What the task requires → Each line of the records must appear in your answer exactly, with no pictures.

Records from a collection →
================

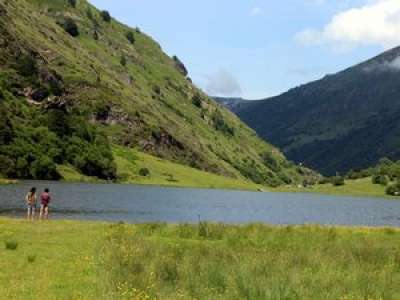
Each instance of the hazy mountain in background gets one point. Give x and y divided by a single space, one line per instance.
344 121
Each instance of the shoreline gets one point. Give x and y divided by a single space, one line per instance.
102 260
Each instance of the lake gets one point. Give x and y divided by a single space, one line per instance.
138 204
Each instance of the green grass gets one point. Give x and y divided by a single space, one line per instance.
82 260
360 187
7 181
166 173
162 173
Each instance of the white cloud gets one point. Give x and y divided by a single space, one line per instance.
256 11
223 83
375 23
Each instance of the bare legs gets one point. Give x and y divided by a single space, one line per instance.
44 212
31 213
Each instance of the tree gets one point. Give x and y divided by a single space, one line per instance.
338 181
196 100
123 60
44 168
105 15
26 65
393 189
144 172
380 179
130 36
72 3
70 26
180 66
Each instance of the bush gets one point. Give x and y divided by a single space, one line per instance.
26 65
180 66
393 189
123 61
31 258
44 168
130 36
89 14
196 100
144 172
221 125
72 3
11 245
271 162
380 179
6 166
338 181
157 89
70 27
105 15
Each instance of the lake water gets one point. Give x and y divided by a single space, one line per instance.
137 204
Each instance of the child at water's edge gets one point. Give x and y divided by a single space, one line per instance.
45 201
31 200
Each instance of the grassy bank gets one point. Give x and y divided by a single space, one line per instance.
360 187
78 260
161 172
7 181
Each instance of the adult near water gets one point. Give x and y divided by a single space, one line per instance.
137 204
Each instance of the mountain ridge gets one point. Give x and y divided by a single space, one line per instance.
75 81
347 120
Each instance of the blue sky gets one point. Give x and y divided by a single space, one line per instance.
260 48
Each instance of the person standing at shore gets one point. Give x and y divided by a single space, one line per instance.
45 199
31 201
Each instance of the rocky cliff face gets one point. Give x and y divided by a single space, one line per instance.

================

Solution below →
Each instance of the hazy mountain in background gets one point. Give x and y divided by a single space, one line per instance.
344 121
Each instance of the shoreline gets one point. Give x and y divided by a single space, one line per instance.
102 260
Each instance of the lake gets one point. Give x and y divided by a single space, one line per instance.
138 204
Each instance of the green grass gets one point. Give x and y divided by a single space, one line per instance.
82 260
360 187
7 181
166 173
162 173
Each instance of the white cloud gets one point. Give x and y divided by a single space, one line per instance.
256 11
223 83
375 23
Each instance of the bare legs gets one point. Give x and y divided by a single space, one line per instance.
44 212
31 213
Each instance of the tree gets one point. Give x and y divided by a single space, one line per instance.
338 181
196 100
123 60
44 168
105 15
26 65
393 189
144 172
380 179
130 36
72 3
70 26
180 66
Each instance of the bush gets one point. Give x and y divided by a single space, one line per instance.
26 65
180 66
393 189
123 61
31 258
44 168
130 36
89 14
196 100
144 172
221 125
72 3
11 245
271 162
380 179
6 166
338 181
157 89
70 27
105 15
Each instance of the lake water gets one point. Give x and y divided by a single space, one line per instance.
137 204
Each instance of the child at water's edge gets one point. Give x and y divided by a single space, one line per instance.
45 201
31 200
Each instance of the grassy bank gets one point. Give x and y divided by a single space, one line per instance.
360 187
78 260
161 172
7 181
Each instance of the adult near water gets one point. Give x and y divided by a single space, one line per instance.
137 204
Each instance of the mountain ridge gets one point. Give x and y divided by a single space, one line per instance.
75 81
347 120
Each instance of the blue sky gets one point. Give x and y divided by a single space, one line per instance.
260 48
Each instance of the person standing at shore gets one point. Give x and y divided by a single space, one line per instance.
45 199
31 201
Each instance of the rocky cliff face gets one point. Give x and y divided by a single space, one line per instance.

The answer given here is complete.